PASSAGE SHOWN:
## begin
1. The only question that has been sought to be raised by Dr. Naik, the learned advocate for the appellants, in this second appeal is that as the original plaintiff Anil alias Lemichand Hukumchand was held to be only a half owner of City Survey No. 847, the Court could not give a declaration to him for the entire property as against the defendants.
2. Now, it requires to be noticed that this point (which is said to be a point of law) has not been taken in the grounds of appeal even indirectly. It is necessary to set out some of the salient facts in order to appreciate this contention.
3. Respondent No. 1 Anil alias Lemichand Hukumchand, who is the original plaintiff and who will be hereinafter referred to as 'the plaintiff', filed a suit in the Court of the Civil Judge, Junior Division, at Chalisgaon, being Regular Civil Suit No. 134 of 1963. In that suit the plaintiff claimed a declaration of title and possession of the suit property, i.e. to say, City Survey No. 847, measuring 31 square yards, situated at Chalisgaon. That was an open space having walls on all sides and a pavement intended for user of house City Survey No. 846. It would appear that in the suit there was a dispute as to the Ota and latrine attached to City Survey No. 846, but we are not with that aspect of the matter in this second appeal.
4. The plaintiff's case was that the property had been built by his grand-father Shri Narayan Bankat Shet of Chalisgaon and that the suit property, i.e. to say, City Survey No. 847 was a part of this property. It is also contended that this property had come to the plaintiff's share on partition. It was further contended that one Ramchand Nyahalchand Shet, who was the nephew of the plaintiff's grand-father Narayan Bankat Shet, had been given permission to use the suit property, i.e. to say, City Survey No. 847 and that was a permissive user.
## end
RECORDS SHOWN:
## begin
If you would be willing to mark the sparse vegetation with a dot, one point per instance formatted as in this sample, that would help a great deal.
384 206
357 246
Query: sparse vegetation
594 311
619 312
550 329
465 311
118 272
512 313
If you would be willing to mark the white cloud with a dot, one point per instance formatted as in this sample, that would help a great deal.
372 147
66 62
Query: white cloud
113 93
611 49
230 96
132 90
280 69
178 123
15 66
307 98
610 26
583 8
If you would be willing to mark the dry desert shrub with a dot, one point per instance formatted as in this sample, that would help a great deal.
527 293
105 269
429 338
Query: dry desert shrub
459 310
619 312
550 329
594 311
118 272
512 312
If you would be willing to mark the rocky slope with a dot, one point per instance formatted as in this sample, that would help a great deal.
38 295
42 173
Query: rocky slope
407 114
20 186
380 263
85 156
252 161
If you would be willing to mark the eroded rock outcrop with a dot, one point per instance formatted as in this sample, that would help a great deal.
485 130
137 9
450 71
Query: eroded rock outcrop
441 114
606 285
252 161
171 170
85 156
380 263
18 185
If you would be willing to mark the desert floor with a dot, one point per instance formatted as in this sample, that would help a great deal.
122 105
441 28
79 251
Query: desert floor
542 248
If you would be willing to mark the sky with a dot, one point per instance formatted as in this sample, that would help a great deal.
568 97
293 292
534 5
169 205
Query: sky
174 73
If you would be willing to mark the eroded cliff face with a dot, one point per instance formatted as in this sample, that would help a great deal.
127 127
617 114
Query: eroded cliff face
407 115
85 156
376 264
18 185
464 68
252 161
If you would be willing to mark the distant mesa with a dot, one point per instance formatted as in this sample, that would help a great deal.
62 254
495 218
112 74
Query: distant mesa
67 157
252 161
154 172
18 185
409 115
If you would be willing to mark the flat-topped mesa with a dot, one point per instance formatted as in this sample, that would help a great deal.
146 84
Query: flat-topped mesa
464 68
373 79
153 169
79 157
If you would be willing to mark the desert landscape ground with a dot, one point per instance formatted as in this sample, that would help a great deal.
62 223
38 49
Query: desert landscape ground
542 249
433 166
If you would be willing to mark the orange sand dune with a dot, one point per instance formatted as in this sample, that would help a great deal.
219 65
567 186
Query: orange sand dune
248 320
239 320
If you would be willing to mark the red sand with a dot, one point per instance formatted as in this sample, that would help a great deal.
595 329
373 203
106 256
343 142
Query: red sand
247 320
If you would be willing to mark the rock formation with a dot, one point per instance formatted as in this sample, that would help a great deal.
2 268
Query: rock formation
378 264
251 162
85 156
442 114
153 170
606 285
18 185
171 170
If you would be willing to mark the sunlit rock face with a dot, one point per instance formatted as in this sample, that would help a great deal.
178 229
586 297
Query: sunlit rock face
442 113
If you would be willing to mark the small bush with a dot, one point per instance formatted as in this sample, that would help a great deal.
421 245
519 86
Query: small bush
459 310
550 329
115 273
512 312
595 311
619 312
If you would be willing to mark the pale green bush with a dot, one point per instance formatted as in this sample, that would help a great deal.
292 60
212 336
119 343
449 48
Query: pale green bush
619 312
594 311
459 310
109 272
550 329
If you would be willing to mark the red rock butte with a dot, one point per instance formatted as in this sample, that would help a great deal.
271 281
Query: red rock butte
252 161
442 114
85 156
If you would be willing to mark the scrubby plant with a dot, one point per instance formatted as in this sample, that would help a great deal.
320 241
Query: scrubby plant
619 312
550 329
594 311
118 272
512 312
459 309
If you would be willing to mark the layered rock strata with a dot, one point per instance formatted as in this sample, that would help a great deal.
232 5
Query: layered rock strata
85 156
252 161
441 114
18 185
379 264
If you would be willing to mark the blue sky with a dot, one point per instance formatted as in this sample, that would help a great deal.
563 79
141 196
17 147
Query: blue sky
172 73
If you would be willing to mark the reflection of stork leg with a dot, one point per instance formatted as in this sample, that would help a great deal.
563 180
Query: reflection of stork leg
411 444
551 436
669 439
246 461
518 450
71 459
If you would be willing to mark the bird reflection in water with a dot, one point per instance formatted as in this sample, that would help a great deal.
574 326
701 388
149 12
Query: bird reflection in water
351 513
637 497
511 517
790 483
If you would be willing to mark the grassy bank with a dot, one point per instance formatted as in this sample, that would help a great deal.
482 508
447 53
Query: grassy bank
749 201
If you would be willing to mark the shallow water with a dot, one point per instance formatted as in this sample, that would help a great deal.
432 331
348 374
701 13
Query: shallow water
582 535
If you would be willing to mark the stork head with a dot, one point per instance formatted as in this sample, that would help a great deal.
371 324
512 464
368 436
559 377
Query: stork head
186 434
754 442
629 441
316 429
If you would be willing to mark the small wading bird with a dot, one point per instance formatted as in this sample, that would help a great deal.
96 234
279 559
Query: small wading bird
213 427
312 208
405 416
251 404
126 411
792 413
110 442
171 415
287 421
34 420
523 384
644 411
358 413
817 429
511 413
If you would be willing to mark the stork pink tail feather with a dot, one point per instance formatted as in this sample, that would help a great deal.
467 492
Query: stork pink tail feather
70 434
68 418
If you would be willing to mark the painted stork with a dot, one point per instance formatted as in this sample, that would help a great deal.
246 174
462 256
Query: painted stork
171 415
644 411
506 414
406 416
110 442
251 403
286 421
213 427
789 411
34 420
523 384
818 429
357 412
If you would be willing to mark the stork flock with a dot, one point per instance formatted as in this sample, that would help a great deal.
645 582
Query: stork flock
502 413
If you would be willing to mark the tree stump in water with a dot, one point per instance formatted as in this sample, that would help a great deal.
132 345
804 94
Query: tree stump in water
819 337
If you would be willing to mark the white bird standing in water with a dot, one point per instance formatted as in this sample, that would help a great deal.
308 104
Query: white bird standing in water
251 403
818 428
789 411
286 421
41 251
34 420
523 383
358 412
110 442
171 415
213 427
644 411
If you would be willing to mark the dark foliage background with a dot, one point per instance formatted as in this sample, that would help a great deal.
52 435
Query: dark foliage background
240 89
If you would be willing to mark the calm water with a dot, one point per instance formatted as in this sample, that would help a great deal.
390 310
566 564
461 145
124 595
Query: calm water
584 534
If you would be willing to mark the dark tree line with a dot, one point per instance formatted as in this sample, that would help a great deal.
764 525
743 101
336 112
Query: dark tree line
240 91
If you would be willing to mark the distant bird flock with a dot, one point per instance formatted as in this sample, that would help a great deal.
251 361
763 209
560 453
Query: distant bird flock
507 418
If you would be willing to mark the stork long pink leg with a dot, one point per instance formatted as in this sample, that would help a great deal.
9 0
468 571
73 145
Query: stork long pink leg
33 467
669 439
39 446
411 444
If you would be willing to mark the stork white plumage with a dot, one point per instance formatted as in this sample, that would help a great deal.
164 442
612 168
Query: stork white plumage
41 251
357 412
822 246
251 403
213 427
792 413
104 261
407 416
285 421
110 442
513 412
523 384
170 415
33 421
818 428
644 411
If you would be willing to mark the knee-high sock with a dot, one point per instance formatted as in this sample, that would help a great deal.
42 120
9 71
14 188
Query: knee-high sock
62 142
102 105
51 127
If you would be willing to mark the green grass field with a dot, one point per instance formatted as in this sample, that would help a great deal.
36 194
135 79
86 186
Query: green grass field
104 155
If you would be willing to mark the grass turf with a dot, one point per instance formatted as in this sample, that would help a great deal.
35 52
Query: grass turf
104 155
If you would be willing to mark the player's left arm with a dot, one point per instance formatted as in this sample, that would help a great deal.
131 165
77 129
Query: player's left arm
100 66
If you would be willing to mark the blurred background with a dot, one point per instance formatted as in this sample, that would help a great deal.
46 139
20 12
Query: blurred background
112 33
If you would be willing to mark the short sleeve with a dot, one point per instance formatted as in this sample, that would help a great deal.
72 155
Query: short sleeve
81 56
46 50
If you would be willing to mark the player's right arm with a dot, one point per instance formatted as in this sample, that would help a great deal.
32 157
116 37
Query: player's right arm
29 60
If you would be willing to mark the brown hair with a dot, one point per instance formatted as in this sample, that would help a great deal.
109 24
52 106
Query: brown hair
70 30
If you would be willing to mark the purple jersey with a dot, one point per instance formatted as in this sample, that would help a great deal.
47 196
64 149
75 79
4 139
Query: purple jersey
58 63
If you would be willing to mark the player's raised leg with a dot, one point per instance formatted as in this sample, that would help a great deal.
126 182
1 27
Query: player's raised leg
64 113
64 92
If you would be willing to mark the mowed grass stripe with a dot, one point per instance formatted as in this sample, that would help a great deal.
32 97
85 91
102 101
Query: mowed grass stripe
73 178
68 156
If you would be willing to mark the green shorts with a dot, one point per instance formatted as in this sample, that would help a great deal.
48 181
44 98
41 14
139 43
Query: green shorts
## end
TASK: Reproduce the second-appeal judgment above word for word, from "1. The only" to "against the defendants.".

FULL OUTPUT:
1. The only question that has been sought to be raised by Dr. Naik, the learned advocate for the appellants, in this second appeal is that as the original plaintiff Anil alias Lemichand Hukumchand was held to be only a half owner of City Survey No. 847, the Court could not give a declaration to him for the entire property as against the defendants.